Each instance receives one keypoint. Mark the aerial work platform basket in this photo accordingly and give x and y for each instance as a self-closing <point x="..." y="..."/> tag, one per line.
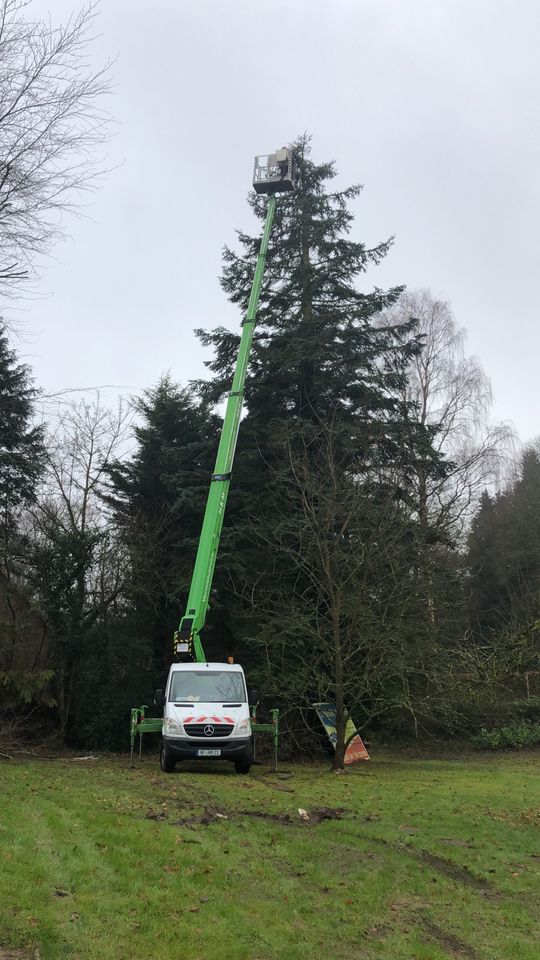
<point x="274" y="172"/>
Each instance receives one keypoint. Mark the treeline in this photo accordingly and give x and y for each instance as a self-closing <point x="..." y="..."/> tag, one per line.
<point x="377" y="551"/>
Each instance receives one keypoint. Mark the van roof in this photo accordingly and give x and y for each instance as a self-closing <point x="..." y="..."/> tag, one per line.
<point x="226" y="667"/>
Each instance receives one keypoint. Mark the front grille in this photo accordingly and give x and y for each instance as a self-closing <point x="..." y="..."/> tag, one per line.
<point x="198" y="730"/>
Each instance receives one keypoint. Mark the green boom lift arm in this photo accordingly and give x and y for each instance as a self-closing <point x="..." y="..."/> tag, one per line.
<point x="272" y="174"/>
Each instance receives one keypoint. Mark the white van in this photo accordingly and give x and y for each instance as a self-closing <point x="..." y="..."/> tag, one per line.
<point x="205" y="715"/>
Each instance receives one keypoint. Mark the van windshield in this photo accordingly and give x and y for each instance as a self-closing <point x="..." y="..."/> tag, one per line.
<point x="208" y="686"/>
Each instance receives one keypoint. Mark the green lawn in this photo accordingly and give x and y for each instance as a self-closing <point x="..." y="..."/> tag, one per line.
<point x="432" y="859"/>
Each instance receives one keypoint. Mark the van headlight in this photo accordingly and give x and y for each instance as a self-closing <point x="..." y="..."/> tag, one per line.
<point x="172" y="726"/>
<point x="244" y="727"/>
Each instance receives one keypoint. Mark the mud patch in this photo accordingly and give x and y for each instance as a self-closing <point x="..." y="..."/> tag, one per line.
<point x="210" y="815"/>
<point x="452" y="870"/>
<point x="314" y="816"/>
<point x="18" y="954"/>
<point x="456" y="948"/>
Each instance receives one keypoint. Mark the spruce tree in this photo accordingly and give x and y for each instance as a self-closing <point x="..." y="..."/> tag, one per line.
<point x="319" y="364"/>
<point x="21" y="441"/>
<point x="158" y="499"/>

### Exercise description
Please rewrite the stretch from the line containing "Each instance receives one keypoint. Mark the van windshield" through the end of the items, offsetting every x and y coordinate in the answers by -108. Keep all other lines unchanged.

### Solution to this exercise
Each instance receives one keypoint. Mark the van windshield in this photo accordingly and give x and y for each instance as a self-closing <point x="..." y="..."/> tag, one per line.
<point x="100" y="578"/>
Each instance receives one keypoint. Mark the green lawn in this photo accordingly and give x and y for each instance as a self-closing <point x="..." y="..."/> tag, one per line.
<point x="324" y="751"/>
Each instance receives one keypoint. Mark the van headlight in this photo accordingly and give x and y for each instance as a self-closing <point x="..." y="..."/> tag, one per line.
<point x="64" y="618"/>
<point x="136" y="619"/>
Each instance receives one keypoint. Mark the mud patch in this photo accordingly and give x and y for each instance as a self-closing <point x="..." y="..."/> tag, one per line.
<point x="102" y="707"/>
<point x="344" y="762"/>
<point x="206" y="708"/>
<point x="-90" y="846"/>
<point x="348" y="840"/>
Each instance receives one keypoint. Mark the spruce tree in this photo accordingly and give x and y for each instance as a self-closing <point x="..." y="..."/> tag, one per line.
<point x="211" y="256"/>
<point x="-87" y="333"/>
<point x="50" y="391"/>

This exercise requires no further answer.